— STATED PROBLEM —
Pick out each line in the entries below that contains the string "vegetation" and copy it.

-- Start DATA SUPPLIED --

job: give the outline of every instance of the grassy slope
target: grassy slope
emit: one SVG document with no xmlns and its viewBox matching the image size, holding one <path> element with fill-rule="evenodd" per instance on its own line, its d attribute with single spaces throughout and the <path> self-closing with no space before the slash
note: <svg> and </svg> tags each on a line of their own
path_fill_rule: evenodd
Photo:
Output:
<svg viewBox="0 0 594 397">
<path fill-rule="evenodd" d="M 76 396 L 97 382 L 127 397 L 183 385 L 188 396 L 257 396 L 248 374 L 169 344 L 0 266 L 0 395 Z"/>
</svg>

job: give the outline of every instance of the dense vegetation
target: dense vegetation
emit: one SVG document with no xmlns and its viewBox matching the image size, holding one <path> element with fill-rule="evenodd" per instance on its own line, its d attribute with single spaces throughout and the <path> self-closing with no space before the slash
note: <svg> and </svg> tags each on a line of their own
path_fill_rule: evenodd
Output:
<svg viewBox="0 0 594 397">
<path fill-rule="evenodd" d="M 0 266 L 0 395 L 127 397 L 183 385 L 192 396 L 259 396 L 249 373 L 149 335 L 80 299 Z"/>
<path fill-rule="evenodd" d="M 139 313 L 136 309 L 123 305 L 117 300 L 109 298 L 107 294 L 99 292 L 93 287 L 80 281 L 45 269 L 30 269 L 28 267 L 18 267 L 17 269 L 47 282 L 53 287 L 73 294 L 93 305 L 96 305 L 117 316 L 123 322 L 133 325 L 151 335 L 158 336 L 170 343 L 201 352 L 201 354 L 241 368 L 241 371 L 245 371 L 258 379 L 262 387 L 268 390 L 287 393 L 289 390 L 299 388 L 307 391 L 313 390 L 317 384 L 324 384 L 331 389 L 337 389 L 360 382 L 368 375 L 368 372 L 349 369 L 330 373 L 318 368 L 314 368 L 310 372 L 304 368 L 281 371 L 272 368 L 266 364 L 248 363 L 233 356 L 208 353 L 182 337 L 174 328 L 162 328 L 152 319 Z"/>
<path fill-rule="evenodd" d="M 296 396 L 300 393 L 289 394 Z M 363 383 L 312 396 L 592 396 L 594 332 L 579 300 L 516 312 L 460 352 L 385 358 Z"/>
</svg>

-- End DATA SUPPLIED --

— OUTPUT OF THE TASK —
job: give the outline of every instance of the dense vegetation
target: dense vegetation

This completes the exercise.